From indications given by Philip Emanuel, it would seem that in these matters he was deliberately behind his time. He bemoans that the well-known marks in clavier-pieces were already beginning to be strange, and points to the careful way in which the French had always put in their marks. He delights as a rule in setting up the French as the masters of the clavier-exercise, and is vexed that people had an “evil prejudice” against their pieces, “which yet,” he says, “have always been a good school for clavier-players, forasmuch as this nation, by the smoothness and neatness of its playing, hath marked itself off specially from others.” Philip Emanuel’s love for the French is a very important point to keep in mind in appraising his works. Not only did he find in them the only great precedents for his “galant” style; he has also expressly continued the method of Couperin and Rameau by transcriptions, in the French manner and the French language. Nay, his endeavour, in his sonatas and rondos, to construct stiffer forms with reprises, appears as a mere continuation of the French rondo; and, however Italian the musical form may be, in more than one of his pieces, we inevitably think of the “Cyclopes” of Rameau. Possibly his whole book was suggested by Couperin’s “L’Art de toucher le clavecin,” and respect for this French tradition has hindered him from revolutionising the “manieren,” which still had their justification in France, so thoroughly as he did revolutionise the finger-exercise. It is thus very amusing to see how he himself challenges comparison with Couperin. He calls him “a teacher formerly so profound,” referring of course to the “manieren.” The “formerly,” of course, implies that Couperin had not yet learnt the thumb method, and had been too fond of changing the fingers on one note. In point of ornamentation it was he that was conventional; and in point of fingering—why, old Sebastian, lately dead, stood between him and Couperin.

• [SUPPLIED DATA]
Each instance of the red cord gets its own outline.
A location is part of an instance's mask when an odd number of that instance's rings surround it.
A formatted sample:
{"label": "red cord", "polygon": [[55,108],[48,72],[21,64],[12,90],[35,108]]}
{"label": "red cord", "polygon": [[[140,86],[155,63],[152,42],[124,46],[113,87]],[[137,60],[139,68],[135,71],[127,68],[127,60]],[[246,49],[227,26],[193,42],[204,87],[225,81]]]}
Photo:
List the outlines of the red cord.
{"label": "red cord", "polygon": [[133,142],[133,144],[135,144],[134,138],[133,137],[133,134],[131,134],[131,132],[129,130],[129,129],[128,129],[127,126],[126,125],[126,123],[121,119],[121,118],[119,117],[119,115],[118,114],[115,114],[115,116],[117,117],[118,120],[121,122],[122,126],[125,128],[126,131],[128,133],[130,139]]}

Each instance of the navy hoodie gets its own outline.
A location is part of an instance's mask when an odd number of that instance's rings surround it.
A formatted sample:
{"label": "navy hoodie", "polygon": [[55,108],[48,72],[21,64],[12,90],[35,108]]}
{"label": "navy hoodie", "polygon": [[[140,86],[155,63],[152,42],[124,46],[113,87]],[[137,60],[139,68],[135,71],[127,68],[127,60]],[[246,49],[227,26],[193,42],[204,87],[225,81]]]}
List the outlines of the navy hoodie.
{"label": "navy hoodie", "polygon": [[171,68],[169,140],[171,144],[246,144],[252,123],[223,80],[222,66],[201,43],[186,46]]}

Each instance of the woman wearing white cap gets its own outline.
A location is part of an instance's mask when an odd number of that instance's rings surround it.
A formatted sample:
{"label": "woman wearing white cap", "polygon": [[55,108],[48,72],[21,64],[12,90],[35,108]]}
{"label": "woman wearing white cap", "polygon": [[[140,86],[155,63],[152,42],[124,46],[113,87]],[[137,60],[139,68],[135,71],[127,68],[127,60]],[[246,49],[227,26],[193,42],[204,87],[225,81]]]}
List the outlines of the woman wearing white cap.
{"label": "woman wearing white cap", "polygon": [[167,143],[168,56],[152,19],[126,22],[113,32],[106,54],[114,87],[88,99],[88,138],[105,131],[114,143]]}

• [CHALLENGE] Pick up the passage on Philip Emanuel's debt to the French clavier masters from where it stops. The data is separate from the passage above.

• [EXPECTED ANSWER]
“Fantasia-making without strict tempo,” says Philip Emanuel in one place of the Essay, “seems in the main to be specially adapted for the expression of the emotions, because every kind of barring brings with it a certain constraint.” In this verdict and in its application lies for us to-day, viewed externally, the greatest surprise which Philip Emanuel offers us. He has, as a matter of fact, written many fantasias which are almost designed without bars, and thus very logically give expression to the character of improvisation which they bear. They are great recitatives full of reflective melodies, of linked staccati, of sounding broken chords, which the player, when moved, knows how to unfold. They were the last free specimens of the unfettered forms of the older time.
Not only in these fantasias, but as a rule in his whole creative energy, especially in the Hamburg period, Philip Emanuel exhibits that extempore humour and freedom, which has at all times given to clavier-pieces their greatest charm. He has sufficient invention to be rarely at a loss; and the pieces from his earlier “Württemberger Sonaten,” which are still more contrapuntal than the later, or from the later six volumes “Für Kenner und Liebhaber,”[104] have all that variety and multiplicity in unity which was also a feature of the collections of John Sebastian. But the desire for caprice works in him more strongly than the fulness of invention. He is untiring in pulling a melody humorously to pieces, in surprises of pause or in remarkable transitions. Occasionally his language positively dances, and it is hard to be certain whether it is intentional distortion—a cloak for poverty—or the genuine caprice of the moment which leads him after the charms of eccentricity. In any case he belongs to those rare and subtle natures which in a moment give us the genuine artistic touch of brotherhood.
Even in his harmonies his freedom is clearly noticeable. He does not object to write separate movements in different keys, which he often connects by direct transitions. The third Sonata in the “Kenner und Liebhaber” stands in the first movement in B minor, in the second in G minor, and in the third in B minor once more. The fifth Sonata, which is set in F major, begins quietly with a phrase in C minor. In the first Rondo of volume V. we find the chord of the seventh (G, E, B, C sharp), set at the key-deciding place, in B minor; a chord at which some of our best memories of Wagner are revived. For such things he was severely censured by his comrades in the profession.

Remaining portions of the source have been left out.